#### MATERIAL TO PROCESS ####

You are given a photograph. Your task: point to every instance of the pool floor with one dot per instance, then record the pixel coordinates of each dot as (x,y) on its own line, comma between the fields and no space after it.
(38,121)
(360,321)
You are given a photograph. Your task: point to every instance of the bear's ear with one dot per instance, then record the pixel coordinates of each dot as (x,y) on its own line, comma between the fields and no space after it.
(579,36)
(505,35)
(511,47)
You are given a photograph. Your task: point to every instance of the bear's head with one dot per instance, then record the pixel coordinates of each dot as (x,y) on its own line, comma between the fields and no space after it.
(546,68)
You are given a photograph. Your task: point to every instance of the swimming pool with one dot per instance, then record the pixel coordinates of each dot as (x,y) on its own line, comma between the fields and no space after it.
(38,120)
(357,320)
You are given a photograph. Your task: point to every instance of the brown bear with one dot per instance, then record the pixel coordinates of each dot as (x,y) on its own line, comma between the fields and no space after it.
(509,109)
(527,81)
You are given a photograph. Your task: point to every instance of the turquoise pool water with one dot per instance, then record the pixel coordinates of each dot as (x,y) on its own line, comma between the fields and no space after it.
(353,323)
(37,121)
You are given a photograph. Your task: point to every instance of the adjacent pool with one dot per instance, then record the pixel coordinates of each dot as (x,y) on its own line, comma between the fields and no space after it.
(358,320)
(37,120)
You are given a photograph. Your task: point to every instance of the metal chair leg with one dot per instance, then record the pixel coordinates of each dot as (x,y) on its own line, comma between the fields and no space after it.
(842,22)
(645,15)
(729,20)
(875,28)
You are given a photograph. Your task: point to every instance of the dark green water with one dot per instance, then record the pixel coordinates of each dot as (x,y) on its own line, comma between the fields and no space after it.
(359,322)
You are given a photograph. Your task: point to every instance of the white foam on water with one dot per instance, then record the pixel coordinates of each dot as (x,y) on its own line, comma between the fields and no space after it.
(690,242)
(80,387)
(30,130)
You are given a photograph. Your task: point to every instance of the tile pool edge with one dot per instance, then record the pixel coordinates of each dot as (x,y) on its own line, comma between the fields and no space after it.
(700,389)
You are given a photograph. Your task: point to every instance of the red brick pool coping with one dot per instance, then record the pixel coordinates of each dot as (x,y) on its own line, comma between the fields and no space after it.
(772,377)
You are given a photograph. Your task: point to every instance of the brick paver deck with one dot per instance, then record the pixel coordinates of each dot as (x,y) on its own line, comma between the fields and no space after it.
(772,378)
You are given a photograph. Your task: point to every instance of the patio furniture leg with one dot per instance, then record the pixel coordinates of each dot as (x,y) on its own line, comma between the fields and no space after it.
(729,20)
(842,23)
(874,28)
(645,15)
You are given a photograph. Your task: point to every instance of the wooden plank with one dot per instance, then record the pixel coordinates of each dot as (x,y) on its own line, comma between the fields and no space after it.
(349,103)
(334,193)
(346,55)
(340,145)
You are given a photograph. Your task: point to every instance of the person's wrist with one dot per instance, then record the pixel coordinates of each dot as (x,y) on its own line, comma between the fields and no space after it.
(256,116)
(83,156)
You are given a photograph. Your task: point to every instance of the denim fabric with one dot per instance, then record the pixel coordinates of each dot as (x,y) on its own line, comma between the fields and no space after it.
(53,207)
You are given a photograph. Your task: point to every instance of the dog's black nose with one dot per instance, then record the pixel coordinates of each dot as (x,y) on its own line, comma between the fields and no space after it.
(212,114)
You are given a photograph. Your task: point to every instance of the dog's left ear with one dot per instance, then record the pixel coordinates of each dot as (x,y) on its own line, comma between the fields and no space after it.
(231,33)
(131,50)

####

Could you output each line above exactly as it was given?

### [SOLUTION TO THIS PROBLEM]
You are given a photograph. Your task: point to every instance of the pool floor with one dot per instance, then record the pixel coordinates of each dot as (x,y) on its own line, comma between the fields and no space after it.
(38,121)
(360,321)
You are given a photograph. Your task: point to every instance of the bear's ear with one dot per instance, then record the pixel coordinates of each dot as (x,y) on its own line, comma between the fields and no space after it.
(579,36)
(505,35)
(511,47)
You are given a photograph. Your task: point to every instance of the bear's head with one dot per instance, then record the pixel coordinates of each dot as (x,y) on its own line, comma between the fields and no space after it.
(546,68)
You are given a photograph. Your task: point to every instance of the swimming pool with one dot per instance, then record the pixel coordinates of each dot as (x,y) on its own line, comma between the fields and no space after it.
(38,120)
(357,320)
You are given a photograph. Your task: point to every instance of the brown bear with one dot per instance, then record the pixel coordinates of each dot as (x,y) on its own line, comma between the fields and no space after it.
(509,109)
(527,81)
You are given a photograph. Your task: point to every instance of the turquoise pool water with one dot per instance, then record the pixel coordinates of each dot as (x,y) on its own line, comma between the fields and no space after it.
(353,323)
(37,121)
You are given a photograph. Your task: point to every instance of the adjacent pool with one dot per instance, then record the pixel coordinates of each dot as (x,y) on its own line, comma between the fields and no space after it.
(358,320)
(37,120)
You are given a photograph. Your task: point to every instance of the metal chair leg with one dot per instance, then record the pixel coordinates of each dot as (x,y) on its own line, comma between the fields and no space after it.
(842,22)
(645,15)
(729,20)
(875,28)
You are given a photograph. Your task: point to every instance of the dark green water with one dot per instance, then record the pixel coordinates of each dot as (x,y) on its own line, comma between the fields and no space after it.
(359,322)
You are given a photograph. Your task: point to every instance of the white foam on water with one dot per instance, then record the pixel coordinates of each dot as (x,y) on its own line, comma between the fields and no space after it.
(690,242)
(80,387)
(30,130)
You are given a photograph. Your task: point to every instance of the tile pool edge with one dot per instance, then record the pixel coordinates of each dot as (x,y) on its own line, comma between the fields and no space after it.
(700,389)
You are given a photograph. Your task: point to every instance of the red brick pool coping with one dot per instance, then record the pixel coordinates of each dot as (x,y) on its own line, comma between the fields and no space after it.
(772,377)
You are given a photograph. Your task: point to every instance of the brick paver deck with one dot per instance, then record the pixel coordinates of each dot as (x,y) on its own line, comma between the fields and no space after it.
(772,378)
You are given a photograph. Your task: point to every instance of the patio furniture leg with one dot per instance, then record the pixel coordinates of each dot as (x,y) on its own line, comma between the fields and no space after it.
(729,20)
(842,23)
(874,28)
(645,15)
You are given a photograph. Your task: point to every instance of the wooden plank with one dot per instance, then record the pixel coordinates of each dot as (x,y) on its own line, comma between the fields and no space after it.
(349,103)
(334,193)
(346,55)
(340,145)
You are given a photograph. Your task: point to every instance of the person's wrist with one dot per instance, then record the pixel coordinates of each dot as (x,y) on its own line, comma between the fields and no space after it.
(256,116)
(83,156)
You are given a photograph. Your task: point to every instance of the denim fabric with one dot per instance, then record the pixel coordinates of each dot as (x,y) on its own line, comma between the fields and no space after it.
(53,207)
You are given a photograph. Your task: point to every instance of the dog's black nose with one dot per instance, then record the pixel coordinates of each dot as (x,y) on its own line, comma between the fields and no space after it.
(212,114)
You are given a photograph. Your task: point to every instance of the dog's left ear with one dot per instance, then record the pixel coordinates of each dot as (x,y) on its own line, comma between the fields and no space after it.
(231,33)
(131,50)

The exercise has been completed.